— Exercise details —
Look through the records below and collect all lines that hold the string "will".

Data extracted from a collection
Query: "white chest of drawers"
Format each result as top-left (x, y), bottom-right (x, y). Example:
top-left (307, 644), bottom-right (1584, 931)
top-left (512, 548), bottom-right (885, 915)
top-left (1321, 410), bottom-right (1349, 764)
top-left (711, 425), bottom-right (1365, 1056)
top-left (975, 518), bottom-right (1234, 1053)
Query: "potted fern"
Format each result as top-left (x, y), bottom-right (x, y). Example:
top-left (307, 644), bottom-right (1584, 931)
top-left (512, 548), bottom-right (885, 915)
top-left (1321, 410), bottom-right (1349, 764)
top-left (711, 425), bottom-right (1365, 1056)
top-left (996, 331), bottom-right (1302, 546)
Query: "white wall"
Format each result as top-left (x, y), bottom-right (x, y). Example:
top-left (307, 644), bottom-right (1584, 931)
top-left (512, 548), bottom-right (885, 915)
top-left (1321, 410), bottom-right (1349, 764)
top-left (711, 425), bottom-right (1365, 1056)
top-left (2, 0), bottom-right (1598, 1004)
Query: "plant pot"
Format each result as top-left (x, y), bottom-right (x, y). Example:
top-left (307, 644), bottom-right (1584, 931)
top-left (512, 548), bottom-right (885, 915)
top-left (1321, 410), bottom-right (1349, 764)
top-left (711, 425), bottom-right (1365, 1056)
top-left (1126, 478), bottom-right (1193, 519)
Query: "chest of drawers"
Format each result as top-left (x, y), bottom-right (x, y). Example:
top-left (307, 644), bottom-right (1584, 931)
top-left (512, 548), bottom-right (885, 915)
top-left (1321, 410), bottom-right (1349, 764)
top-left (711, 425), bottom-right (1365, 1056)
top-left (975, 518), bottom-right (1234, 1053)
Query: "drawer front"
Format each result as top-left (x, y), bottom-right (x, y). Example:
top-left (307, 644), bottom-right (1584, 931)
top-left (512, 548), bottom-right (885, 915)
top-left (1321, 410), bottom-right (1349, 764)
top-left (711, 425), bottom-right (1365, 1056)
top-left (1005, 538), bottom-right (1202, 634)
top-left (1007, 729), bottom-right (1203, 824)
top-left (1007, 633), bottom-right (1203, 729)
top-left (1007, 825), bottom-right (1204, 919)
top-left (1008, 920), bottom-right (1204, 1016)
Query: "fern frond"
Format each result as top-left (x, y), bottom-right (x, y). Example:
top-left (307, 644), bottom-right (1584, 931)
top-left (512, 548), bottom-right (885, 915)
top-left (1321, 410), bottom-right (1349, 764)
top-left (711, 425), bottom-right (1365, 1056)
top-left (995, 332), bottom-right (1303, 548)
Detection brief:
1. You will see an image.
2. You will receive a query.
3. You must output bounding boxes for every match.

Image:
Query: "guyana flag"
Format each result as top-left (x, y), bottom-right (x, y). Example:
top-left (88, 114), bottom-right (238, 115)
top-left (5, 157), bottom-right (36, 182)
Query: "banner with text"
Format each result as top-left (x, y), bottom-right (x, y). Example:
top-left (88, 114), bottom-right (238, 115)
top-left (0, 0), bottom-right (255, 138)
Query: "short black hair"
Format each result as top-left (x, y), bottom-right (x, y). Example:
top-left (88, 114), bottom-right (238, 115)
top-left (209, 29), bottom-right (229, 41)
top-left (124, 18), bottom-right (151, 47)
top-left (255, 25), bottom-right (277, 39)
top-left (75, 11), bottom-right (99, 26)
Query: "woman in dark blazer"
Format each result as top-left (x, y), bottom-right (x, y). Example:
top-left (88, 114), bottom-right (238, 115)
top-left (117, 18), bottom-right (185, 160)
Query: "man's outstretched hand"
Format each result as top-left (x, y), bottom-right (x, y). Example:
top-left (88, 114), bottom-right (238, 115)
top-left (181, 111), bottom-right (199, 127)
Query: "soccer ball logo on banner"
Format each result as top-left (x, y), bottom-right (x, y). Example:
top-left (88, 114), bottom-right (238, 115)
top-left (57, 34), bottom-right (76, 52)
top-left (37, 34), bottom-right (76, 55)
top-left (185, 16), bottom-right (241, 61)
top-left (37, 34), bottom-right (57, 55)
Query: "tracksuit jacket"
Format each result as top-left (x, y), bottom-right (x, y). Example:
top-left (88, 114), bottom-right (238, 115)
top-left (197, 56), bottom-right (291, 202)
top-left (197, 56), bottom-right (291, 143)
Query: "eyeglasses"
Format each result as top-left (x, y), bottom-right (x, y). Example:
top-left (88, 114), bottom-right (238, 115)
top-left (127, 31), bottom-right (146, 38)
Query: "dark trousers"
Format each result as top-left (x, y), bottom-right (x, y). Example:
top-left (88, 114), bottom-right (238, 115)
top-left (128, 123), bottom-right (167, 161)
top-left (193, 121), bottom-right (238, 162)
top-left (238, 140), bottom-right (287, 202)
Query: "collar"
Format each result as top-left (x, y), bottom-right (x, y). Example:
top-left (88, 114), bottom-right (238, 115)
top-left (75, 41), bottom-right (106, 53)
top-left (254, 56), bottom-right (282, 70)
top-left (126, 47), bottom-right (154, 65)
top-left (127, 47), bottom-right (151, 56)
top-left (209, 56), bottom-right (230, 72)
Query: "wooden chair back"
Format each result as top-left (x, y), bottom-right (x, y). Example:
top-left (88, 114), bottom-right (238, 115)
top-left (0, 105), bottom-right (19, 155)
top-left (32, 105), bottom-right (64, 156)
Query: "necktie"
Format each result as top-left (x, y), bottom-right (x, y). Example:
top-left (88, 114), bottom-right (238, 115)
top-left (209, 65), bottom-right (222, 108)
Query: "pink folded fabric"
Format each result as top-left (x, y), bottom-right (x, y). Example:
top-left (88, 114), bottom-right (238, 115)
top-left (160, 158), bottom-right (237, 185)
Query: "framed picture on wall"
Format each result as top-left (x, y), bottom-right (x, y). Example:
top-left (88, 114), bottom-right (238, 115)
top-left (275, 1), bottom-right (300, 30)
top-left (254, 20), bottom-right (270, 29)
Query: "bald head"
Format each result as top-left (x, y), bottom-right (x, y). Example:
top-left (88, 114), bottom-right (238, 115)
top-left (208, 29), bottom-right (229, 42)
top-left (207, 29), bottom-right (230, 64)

— Answer box —
1. You will see an image.
2. You will receive a query.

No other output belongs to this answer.